■ Document section ■
Cleveland Allerton Hotel v. Commissioner of Int. Rev.
Decision Date | 22 March 1948 |
Docket Number | No. 10558.,10558. |
Parties | CLEVELAND ALLERTON HOTEL, Inc. v. COMMISSIONER OF INTERNAL REVENUE. |
Court | U.S. Court of Appeals — Sixth Circuit |
M. R. Schlesinger, of Cleveland (M. R. Schlesinger, of Cleveland, on the brief; Horwitz, Kiefer & Harmel, of Cleveland, of counsel), for petitioner.
Louise Foster, of Washington (Theron L. Caudle, Sewall Key, George A. Stinson, and Louise Foster all of Washington, D. C., on the brief), for respondent.
Before HICKS, SIMONS, and MILLER, Circuit Judges.
The tax problem posed by the present appeal is one for the solution of which there is no precedent. It is clearly a case of first impression, and involves the question whether a lessee in possession, owning and operating a hotel building on leased premises, who purchases the fee from the lessor for a price greater than the value of the land, may allocate a portion of the purchase price to the purchase of the unexpired lease either by deducting the allocated portion as a business expense in the year of purchase or depreciate it over the term of the lease or the anticipated useful life of the hotel building. The Tax Court decided that the petitioner could do none of these things, and the taxpayer seeks review.

■ Task to complete ■
Reproduce the part of the Cleveland Allerton Hotel opinion that begins at the words "Louise Foster, of" and stops after the words "MILLER, Circuit Judges.", with nothing changed.

■ Data provided ■
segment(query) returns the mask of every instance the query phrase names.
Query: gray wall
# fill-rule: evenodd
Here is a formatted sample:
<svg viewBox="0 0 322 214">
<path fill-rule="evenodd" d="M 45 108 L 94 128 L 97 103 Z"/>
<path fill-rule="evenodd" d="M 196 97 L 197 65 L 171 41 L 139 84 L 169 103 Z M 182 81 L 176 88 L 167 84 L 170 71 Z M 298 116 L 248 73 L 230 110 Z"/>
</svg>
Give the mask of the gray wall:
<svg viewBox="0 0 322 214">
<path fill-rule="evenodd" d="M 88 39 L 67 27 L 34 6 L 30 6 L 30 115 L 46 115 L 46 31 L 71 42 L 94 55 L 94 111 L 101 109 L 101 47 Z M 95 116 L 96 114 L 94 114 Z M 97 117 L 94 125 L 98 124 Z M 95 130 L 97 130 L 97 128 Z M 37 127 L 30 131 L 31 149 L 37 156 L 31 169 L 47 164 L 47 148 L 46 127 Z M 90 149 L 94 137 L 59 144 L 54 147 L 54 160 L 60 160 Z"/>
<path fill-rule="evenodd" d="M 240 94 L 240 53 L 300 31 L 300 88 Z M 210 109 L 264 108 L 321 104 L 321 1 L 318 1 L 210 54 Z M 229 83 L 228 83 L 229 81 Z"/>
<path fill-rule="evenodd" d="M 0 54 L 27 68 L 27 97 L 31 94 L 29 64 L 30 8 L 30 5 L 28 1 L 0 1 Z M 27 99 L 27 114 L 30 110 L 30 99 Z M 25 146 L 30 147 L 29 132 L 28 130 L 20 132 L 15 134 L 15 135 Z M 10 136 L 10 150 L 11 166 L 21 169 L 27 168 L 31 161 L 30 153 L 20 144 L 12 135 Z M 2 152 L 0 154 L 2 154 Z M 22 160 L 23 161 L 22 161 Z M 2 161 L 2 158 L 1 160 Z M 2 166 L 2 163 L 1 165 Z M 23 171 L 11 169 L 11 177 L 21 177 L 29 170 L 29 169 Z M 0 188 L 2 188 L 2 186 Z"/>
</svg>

■ Full output ■
Louise Foster, of Washington (Theron L. Caudle, Sewall Key, George A. Stinson, and Louise Foster all of Washington, D. C., on the brief), for respondent.
Before HICKS, SIMONS, and MILLER, Circuit Judges.